* **WORK REQUEST 1**:
Decide whether each statement below agrees with the passage about the Singing Fountain. Answer yes or no for each and quote the words from the passage that settle it.
(a) The fountain was installed in 2004.
(b) The fountain is maintained by the City of Philadelphia.
(c) The parcel turned into a public plaza covers 3,000 square feet.
* **WORK REQUEST 2**: According to the passage about the Singing Fountain, what style of fountain did community members request?
* **WORK REQUEST 3**: Carry on the passage about the Singing Fountain, starting after its final sentence.

* **EXERCISE PASSAGE**:
The Singing Fountain, which stands at the intersections of Passyunk Avenue, Tasker Avenue, and South 11th Street, was installed in 2004, and is maintained by the Passyunk Avenue Revitalization Corporation (PARC). The small triangle was created in the mid-19th century when the original street grid of William Penn’s Philadelphia was extended into the township of Southwark, which is now divided into Passyunk and many other neighborhoods. When the automobile arrived in Philadelphia a century and half later, a gas station stood at the site. After the station was abandoned by the late 20th century, a cheesesteak shop occupied the space for the first years of the 21st century.
In 2004, the 3,000 square foot parcel was purchased and transformed into a public plaza. Renovations to the site included the building’s raising, installation of fountain infrastructure, and the plaza construction. Not yet installed with speakers that make the fountain “sing,” the result was called the Tasker Street Fountain. The revitalization is credited as inspiring the local restaurants to locate here, making Passyunk Avenue what it is today. Community members requested a European style fountain, resulting in cherubs, storks, and mermaids pouring streams into stacked renaissance inspired chalices. Since then, it has been the center of the neighborhood and the Passyunk Avenue commercial corridor.

* **DATASET EXCERPTS**:
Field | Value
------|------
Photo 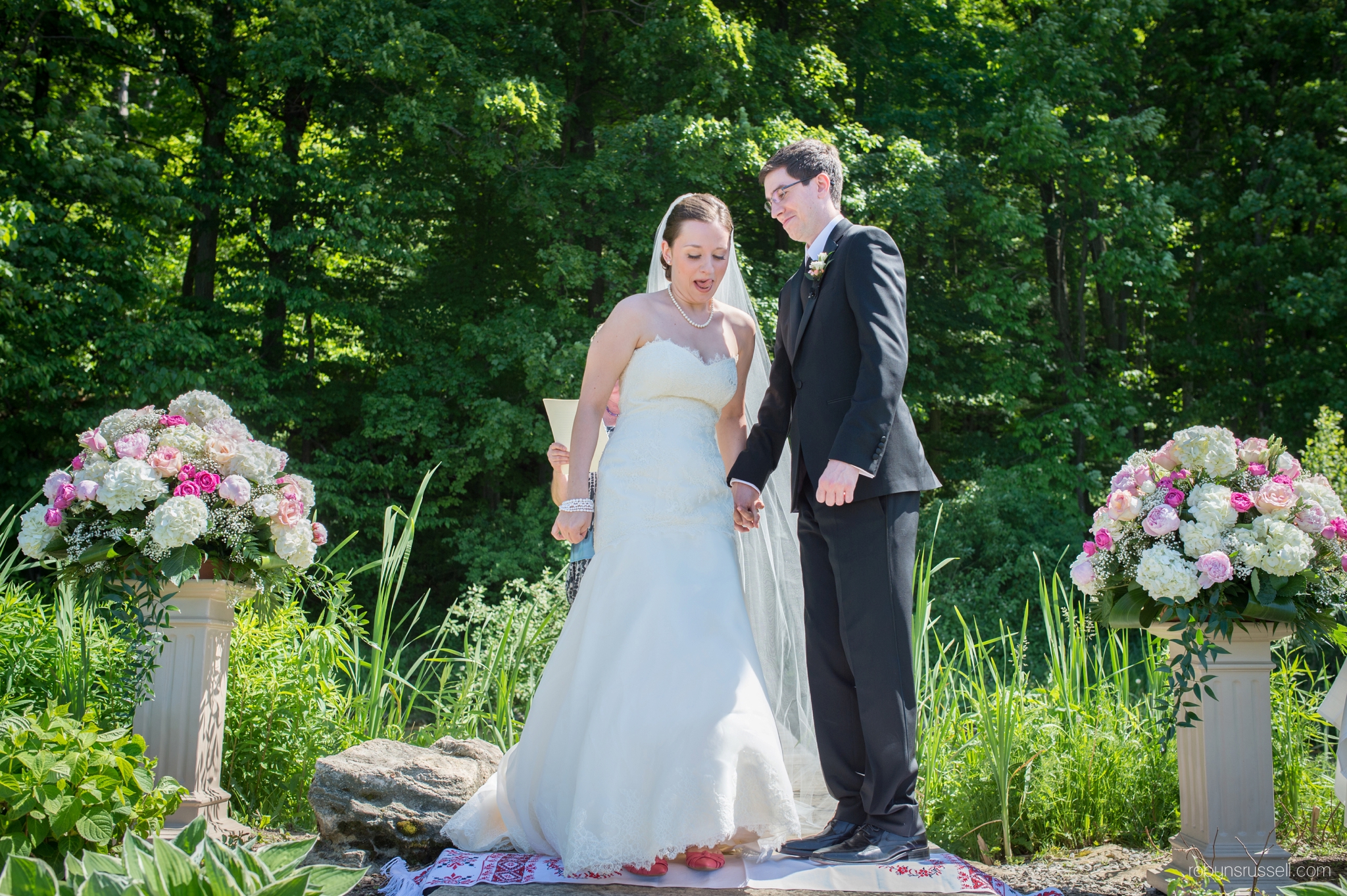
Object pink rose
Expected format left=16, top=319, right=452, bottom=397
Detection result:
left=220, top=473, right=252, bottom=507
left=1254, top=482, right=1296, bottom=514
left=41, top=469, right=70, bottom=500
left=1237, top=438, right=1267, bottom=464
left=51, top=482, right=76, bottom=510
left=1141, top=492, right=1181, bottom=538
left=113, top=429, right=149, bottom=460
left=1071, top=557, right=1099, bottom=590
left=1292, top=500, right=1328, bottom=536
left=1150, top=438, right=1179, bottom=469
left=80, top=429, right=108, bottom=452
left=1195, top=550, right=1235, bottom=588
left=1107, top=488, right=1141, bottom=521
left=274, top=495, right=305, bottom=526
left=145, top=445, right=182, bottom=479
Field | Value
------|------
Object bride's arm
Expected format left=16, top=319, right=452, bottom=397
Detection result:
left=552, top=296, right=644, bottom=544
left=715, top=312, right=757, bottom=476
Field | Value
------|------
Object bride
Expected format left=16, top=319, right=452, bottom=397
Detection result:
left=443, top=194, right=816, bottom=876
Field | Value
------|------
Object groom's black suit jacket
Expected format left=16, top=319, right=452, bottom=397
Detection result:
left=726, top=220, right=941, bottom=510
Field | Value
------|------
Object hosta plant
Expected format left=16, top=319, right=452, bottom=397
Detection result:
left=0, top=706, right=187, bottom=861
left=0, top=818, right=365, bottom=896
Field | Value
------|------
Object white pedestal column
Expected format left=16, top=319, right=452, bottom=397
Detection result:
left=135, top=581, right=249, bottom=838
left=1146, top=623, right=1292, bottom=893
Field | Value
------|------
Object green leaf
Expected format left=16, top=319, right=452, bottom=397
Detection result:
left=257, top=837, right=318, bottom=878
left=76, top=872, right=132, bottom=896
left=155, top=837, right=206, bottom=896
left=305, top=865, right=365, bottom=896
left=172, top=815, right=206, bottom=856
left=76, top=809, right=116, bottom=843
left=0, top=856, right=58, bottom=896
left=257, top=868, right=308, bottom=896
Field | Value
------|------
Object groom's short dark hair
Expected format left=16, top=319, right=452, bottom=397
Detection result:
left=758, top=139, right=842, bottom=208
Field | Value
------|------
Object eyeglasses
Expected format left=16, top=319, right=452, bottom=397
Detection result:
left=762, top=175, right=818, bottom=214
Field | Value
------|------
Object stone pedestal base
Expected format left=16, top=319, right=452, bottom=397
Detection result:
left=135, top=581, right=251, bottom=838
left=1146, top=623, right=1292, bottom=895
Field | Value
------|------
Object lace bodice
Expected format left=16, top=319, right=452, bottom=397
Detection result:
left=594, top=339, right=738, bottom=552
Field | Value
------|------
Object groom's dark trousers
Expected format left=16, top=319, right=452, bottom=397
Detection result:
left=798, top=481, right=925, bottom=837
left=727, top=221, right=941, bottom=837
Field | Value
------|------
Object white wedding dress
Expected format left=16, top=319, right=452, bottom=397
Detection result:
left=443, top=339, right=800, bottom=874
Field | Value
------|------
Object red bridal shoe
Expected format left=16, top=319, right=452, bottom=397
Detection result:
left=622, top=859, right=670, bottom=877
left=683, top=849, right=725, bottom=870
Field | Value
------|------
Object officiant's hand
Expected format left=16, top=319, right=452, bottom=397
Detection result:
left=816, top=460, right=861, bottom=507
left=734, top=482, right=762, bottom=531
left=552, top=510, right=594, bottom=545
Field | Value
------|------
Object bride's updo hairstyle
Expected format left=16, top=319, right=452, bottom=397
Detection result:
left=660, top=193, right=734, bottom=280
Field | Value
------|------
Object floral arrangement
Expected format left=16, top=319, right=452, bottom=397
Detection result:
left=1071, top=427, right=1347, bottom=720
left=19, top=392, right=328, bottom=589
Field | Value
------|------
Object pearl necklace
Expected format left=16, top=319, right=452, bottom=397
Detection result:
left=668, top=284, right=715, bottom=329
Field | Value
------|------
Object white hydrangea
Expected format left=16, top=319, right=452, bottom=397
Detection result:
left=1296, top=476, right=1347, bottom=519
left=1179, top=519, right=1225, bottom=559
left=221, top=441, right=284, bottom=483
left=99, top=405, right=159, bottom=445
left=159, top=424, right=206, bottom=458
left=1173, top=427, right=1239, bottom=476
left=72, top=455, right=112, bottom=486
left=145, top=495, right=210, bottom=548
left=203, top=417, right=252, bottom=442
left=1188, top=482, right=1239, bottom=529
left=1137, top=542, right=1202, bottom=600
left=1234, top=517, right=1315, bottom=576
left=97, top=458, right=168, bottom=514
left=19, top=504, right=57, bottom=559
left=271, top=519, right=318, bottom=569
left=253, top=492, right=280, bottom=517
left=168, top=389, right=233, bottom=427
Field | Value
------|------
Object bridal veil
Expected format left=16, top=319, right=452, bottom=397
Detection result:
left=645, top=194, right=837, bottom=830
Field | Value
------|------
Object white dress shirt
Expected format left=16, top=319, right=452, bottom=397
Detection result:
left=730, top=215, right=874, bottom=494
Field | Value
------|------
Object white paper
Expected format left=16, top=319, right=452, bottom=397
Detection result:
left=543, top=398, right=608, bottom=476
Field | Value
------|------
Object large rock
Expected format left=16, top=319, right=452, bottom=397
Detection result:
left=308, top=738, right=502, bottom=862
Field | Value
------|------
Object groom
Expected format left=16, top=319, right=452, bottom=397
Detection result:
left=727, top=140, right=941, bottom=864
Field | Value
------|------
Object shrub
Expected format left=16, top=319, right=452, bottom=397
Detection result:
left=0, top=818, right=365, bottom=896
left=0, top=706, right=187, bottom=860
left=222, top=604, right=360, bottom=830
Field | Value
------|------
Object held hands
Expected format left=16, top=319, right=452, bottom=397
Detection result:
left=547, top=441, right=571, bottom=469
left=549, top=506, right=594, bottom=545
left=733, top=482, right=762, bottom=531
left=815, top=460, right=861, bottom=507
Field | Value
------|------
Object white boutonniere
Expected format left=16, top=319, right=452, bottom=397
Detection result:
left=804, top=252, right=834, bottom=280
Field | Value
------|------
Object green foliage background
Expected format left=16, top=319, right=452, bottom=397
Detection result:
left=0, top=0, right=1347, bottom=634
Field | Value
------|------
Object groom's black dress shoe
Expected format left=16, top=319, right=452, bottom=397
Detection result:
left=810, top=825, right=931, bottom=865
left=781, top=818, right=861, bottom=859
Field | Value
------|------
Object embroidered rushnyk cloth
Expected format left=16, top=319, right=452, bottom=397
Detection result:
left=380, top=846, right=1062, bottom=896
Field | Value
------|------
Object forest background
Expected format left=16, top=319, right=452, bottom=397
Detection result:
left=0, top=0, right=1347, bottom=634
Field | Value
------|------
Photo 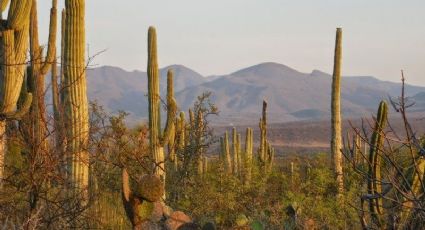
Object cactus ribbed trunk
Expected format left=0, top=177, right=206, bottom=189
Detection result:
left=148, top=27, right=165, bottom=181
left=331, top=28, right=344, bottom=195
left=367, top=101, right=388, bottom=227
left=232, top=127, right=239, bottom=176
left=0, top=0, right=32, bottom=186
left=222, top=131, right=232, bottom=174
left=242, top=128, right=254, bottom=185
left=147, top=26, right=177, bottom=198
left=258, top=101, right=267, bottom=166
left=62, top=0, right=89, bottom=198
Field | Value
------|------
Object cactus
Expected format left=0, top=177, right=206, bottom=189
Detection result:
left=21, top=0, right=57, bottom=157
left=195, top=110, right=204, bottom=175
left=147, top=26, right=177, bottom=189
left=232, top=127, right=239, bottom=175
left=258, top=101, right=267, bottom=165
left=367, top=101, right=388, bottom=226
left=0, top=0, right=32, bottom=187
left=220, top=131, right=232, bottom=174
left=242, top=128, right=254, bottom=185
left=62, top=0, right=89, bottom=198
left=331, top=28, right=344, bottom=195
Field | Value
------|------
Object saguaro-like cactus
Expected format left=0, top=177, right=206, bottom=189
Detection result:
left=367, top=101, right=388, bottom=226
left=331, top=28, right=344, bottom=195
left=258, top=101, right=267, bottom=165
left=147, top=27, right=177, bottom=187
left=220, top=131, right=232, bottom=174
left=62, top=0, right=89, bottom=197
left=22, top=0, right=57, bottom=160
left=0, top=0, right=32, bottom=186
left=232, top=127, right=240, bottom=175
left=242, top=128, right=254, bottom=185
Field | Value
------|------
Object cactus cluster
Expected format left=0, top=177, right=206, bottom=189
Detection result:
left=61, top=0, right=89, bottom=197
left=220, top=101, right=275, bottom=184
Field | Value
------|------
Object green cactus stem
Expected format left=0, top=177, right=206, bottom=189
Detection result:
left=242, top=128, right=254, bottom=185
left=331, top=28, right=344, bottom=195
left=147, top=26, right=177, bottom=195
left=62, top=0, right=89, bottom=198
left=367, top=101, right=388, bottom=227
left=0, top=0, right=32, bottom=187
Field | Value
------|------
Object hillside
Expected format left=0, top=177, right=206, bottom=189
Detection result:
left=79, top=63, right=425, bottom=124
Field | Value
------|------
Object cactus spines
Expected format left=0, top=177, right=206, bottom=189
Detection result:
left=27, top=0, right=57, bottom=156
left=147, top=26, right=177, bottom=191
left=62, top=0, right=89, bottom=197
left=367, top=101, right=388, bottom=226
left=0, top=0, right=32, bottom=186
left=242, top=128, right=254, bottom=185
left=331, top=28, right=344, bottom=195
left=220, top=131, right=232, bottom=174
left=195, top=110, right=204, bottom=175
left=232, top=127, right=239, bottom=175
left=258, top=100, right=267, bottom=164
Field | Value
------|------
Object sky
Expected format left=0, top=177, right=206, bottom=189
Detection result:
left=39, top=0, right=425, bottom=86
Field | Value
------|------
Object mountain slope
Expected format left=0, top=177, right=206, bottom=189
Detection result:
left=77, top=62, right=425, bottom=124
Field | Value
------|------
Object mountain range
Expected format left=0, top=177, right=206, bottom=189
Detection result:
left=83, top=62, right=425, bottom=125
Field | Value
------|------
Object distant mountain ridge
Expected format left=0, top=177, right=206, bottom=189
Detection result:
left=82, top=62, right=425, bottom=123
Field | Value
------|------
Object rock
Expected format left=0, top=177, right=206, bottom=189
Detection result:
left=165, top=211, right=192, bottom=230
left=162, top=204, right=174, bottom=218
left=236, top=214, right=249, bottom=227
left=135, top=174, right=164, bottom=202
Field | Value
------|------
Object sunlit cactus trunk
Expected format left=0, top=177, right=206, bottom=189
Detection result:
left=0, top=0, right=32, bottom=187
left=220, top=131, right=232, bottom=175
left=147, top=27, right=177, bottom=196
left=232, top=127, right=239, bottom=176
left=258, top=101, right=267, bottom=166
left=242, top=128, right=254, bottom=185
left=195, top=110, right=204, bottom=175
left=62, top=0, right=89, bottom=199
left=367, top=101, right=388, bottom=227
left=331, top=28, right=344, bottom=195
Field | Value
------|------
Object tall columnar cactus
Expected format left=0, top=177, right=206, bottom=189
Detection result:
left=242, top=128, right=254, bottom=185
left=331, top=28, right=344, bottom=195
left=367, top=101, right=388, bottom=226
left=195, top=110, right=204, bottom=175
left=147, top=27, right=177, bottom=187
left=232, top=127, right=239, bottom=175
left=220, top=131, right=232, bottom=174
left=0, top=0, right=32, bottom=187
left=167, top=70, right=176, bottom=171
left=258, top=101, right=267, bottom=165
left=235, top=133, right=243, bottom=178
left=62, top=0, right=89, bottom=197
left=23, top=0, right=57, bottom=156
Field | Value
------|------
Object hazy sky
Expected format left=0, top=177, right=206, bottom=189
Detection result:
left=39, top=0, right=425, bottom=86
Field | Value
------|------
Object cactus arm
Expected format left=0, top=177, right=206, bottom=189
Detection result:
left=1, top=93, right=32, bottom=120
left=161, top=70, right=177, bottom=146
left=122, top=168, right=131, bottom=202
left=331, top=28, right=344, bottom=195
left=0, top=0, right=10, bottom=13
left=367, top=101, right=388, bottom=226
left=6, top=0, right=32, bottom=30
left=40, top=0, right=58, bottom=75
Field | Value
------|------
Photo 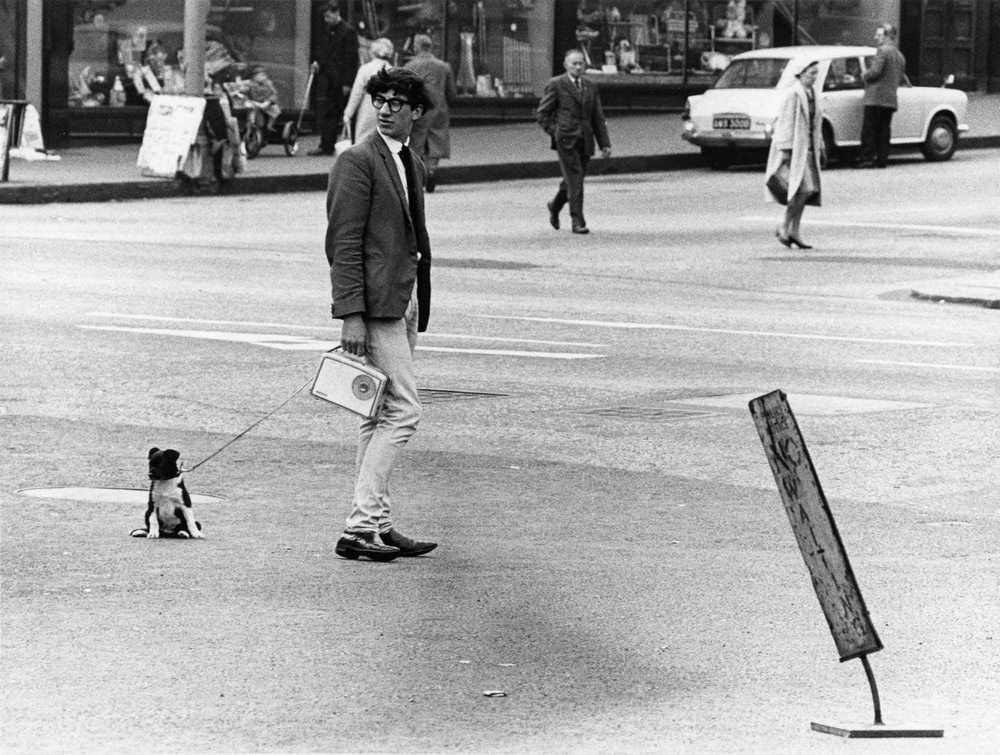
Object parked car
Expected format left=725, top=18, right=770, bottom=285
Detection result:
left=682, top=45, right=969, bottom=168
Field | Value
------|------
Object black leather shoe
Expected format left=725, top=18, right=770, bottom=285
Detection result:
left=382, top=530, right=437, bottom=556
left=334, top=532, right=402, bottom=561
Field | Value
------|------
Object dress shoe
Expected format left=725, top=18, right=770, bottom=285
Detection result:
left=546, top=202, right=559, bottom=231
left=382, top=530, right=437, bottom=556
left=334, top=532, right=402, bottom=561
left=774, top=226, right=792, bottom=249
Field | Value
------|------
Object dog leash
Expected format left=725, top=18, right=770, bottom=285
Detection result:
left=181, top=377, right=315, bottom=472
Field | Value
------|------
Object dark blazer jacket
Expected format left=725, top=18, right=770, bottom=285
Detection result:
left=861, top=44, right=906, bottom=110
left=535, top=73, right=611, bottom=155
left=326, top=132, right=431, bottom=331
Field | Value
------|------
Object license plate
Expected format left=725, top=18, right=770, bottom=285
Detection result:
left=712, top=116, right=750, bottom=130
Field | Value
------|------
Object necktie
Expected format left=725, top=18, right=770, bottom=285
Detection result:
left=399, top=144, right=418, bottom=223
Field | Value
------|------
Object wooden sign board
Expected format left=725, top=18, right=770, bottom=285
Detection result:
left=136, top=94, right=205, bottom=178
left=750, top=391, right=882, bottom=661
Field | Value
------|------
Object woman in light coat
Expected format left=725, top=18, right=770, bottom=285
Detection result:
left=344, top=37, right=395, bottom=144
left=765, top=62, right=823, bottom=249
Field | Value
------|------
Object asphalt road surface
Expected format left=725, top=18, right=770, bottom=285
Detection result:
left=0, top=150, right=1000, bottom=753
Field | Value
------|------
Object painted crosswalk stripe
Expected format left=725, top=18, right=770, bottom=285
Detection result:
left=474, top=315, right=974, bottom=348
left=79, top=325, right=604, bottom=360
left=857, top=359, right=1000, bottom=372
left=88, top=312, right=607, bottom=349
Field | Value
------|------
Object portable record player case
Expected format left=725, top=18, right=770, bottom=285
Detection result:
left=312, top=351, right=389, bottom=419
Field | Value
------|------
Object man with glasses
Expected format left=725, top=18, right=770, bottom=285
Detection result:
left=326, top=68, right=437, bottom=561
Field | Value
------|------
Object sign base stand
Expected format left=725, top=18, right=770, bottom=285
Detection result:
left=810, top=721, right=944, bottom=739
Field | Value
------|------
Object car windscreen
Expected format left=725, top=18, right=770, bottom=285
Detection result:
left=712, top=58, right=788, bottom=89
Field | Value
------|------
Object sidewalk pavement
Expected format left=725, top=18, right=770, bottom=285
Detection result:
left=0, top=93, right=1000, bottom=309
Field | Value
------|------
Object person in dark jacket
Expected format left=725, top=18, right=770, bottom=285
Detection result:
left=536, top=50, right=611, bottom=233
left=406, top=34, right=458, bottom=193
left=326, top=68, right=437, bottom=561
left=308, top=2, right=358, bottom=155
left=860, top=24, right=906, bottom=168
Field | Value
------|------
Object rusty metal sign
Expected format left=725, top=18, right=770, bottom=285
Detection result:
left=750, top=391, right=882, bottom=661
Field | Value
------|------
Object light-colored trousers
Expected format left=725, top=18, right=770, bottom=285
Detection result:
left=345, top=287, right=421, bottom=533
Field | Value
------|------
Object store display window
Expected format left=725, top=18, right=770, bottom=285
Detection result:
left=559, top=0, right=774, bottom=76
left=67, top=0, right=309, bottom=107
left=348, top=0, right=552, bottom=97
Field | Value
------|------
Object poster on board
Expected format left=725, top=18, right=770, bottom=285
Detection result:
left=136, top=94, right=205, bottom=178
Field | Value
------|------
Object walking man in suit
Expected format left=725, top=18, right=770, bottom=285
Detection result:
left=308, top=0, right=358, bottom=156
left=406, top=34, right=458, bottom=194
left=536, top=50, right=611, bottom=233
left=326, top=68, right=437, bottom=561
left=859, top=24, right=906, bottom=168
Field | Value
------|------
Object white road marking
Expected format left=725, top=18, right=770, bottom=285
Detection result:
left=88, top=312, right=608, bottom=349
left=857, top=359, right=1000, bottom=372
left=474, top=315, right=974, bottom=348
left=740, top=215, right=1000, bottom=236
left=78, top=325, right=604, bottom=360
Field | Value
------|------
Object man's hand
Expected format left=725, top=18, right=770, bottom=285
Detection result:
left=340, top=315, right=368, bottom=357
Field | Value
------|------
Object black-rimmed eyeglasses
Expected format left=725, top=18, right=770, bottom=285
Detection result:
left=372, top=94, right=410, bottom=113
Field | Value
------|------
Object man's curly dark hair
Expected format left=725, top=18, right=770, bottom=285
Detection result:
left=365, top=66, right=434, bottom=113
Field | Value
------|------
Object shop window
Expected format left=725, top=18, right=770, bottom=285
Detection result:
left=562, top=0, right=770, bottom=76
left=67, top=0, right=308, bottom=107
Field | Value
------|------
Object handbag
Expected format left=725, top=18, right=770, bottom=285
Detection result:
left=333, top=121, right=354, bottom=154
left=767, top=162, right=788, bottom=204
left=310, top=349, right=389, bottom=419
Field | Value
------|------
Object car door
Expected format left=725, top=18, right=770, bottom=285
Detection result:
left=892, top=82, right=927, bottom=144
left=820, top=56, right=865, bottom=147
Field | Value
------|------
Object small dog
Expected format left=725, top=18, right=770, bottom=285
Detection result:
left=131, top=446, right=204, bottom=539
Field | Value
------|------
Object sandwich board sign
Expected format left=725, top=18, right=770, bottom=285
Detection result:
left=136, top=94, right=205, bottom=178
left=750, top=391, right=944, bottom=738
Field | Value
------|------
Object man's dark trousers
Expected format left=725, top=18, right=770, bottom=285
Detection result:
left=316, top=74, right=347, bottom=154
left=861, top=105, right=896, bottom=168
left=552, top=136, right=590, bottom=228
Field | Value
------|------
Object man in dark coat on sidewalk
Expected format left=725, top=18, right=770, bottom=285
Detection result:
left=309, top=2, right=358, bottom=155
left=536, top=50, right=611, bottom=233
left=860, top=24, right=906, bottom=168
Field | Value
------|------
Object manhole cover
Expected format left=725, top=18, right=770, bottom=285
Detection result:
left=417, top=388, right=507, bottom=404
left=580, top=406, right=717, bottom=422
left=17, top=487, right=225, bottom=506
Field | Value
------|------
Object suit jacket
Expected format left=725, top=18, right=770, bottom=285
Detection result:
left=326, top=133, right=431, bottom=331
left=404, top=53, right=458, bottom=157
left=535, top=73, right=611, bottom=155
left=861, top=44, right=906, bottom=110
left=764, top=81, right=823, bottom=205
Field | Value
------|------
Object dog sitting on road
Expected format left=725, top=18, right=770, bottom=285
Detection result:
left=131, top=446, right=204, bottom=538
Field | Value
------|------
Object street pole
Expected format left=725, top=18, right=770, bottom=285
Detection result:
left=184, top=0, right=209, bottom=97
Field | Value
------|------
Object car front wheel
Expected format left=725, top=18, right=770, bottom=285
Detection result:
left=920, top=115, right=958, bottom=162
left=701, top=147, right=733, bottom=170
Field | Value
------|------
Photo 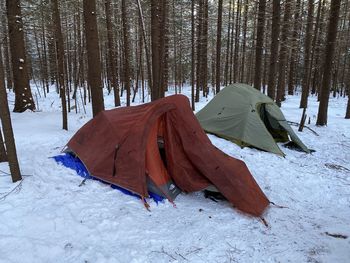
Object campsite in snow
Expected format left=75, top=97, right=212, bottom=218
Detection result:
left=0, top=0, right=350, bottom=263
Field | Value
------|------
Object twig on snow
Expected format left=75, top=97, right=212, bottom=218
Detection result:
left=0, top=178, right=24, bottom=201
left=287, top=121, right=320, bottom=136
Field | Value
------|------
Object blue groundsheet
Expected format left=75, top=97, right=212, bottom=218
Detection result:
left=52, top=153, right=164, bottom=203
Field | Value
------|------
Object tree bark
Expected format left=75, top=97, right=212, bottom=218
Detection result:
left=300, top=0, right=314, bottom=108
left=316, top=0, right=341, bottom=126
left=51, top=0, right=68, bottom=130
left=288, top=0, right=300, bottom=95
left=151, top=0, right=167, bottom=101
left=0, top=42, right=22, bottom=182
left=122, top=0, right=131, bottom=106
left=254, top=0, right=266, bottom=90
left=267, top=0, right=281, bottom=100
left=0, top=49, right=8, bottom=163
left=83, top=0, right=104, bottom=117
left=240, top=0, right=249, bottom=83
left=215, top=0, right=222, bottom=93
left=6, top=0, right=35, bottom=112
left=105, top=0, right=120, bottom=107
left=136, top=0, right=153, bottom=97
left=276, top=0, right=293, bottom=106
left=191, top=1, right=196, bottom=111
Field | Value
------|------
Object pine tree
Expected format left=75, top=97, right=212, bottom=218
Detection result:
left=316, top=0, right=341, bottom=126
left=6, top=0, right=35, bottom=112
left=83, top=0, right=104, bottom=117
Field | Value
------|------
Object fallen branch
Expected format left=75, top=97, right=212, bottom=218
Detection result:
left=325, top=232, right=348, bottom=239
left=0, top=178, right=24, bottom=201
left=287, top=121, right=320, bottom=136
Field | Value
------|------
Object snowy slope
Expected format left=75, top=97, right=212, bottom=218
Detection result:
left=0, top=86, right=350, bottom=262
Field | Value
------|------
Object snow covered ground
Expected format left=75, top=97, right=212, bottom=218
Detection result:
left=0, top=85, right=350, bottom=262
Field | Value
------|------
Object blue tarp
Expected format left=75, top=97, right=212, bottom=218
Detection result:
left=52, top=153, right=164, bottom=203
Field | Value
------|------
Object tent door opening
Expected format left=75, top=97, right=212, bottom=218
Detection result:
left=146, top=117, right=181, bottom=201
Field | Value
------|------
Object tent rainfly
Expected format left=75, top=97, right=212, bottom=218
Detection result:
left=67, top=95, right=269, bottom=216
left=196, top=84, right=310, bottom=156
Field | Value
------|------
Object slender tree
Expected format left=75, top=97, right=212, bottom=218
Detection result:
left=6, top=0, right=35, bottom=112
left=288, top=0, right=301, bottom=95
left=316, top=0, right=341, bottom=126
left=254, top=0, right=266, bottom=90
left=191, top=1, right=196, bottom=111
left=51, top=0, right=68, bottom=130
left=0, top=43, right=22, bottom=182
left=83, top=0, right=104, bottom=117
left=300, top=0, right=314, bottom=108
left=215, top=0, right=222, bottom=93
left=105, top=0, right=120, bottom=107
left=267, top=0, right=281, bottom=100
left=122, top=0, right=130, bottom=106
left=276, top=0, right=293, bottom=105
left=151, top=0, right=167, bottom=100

* **EXERCISE OUTPUT 1**:
(a) Yes: "was installed in 2004"
(b) No: "is maintained by the Passyunk Avenue Revitalization Corporation (PARC)"
(c) Yes: "the 3,000 square foot parcel"

* **EXERCISE OUTPUT 2**: They requested a European style fountain.

* **EXERCISE OUTPUT 3**:
The stewards of the fountain, PARC, made further improvements to create a more welcoming and active space to serve the growing community. In 2011, PARC removed the fence surrounding the fountain, added trees, and installed chess boards and benches, as well as restored the fountain. The site was reopened with a block party later that summer and remains a location for neighbors to gather, as well as farmers’ markets, marriage proposals, weddings, choirs, Christmas trees, and more. While PARC spends $20,000 per year on maintenance, the fountain is in need of restoration. Early estimates to repair cracked tile and marble, and repair drainage are approximately $30,000. Additionally, there are concerns about people of all ages accessing the plaza safely.
During COVID-19 there is a renewed interest in the value of public space. The small size of the plaza, just 3,000 square feet, is further limited by the amenities and utilities that reside there. Now, more than ever, outdoor public spaces are the centers of communities. They are indispensable assets that foster neighbor to neighbor connections, and sense of place. PARC is dedicated to providing the more inviting and comfortable space for the neighborhood as possible. Therefore, PARC is once again taking on the project of reimagining how the space can serve its community. The question that stands before the neighbors is: Is it time to consider a plaza renovation and extension?